> _Task details_
The response should contain only those lines of the entries below that include the string "with".

Point localization data:
::::

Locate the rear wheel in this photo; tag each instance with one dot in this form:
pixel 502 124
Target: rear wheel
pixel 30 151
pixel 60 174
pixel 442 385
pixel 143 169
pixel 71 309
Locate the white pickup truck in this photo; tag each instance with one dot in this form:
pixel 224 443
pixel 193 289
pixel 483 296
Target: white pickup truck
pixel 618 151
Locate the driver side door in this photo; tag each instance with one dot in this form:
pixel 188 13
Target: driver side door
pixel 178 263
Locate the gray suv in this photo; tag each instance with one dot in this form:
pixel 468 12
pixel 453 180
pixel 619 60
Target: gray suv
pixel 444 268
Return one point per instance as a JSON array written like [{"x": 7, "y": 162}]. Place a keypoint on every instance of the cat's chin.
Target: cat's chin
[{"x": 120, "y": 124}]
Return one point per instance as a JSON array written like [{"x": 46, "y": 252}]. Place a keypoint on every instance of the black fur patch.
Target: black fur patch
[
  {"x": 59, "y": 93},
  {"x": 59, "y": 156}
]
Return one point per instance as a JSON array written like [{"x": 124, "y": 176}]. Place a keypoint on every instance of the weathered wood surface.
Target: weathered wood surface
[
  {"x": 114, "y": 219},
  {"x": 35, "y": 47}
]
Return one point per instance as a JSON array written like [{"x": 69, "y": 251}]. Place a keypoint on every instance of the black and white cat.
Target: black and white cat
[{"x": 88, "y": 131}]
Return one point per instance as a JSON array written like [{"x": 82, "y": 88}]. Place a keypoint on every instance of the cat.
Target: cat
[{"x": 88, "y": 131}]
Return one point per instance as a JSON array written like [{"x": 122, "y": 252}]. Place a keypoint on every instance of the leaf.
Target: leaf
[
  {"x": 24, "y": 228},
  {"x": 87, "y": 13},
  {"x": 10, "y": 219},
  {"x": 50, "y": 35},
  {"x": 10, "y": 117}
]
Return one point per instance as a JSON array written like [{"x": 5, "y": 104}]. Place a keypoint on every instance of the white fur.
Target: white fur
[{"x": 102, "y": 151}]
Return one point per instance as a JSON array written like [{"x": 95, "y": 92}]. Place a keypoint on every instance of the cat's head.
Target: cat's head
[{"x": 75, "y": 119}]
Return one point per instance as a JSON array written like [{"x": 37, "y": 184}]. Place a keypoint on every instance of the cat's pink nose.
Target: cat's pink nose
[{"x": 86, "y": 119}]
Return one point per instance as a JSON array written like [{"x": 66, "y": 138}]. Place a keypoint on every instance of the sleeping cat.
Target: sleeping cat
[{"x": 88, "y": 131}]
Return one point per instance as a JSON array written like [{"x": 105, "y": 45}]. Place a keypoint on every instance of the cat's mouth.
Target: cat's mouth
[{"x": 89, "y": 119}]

::::

> _Response box_
Locate the rear wheel in this photo; tag each instance with one dot in this form:
Locate the white pickup truck in this photo; tag each instance with one dot in this form:
Locate the driver side door in this photo; tag each instance with one dot in this form:
Locate the gray suv in this photo; tag each instance with one dot in this form:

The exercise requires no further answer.